Data extracted from a collection:
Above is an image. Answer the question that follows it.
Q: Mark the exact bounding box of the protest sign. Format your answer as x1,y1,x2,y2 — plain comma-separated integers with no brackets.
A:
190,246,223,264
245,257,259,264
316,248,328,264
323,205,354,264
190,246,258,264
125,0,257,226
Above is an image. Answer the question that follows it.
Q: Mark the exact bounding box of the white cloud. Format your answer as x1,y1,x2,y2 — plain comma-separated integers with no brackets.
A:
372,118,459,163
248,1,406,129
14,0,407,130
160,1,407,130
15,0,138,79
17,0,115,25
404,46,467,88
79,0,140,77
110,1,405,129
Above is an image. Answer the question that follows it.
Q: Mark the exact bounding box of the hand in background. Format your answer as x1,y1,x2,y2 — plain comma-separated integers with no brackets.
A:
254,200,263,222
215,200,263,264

Action item.
Whenever a line above includes the string "comma", copy it.

Finished task.
Q: Mark the exact bounding box of the protest sign. Format your answer as x1,y1,x2,y2 — plain comma-separated integers with no brackets.
Q: Mark the exact bounding box of the white cloud. Format your answer as x1,y1,x2,y2 — plain comma-separated integers with no brackets.
Q: Mark the exact bounding box of the hand in background. Format your answer as x1,y1,x2,y2 — plain comma-separated integers with no brackets.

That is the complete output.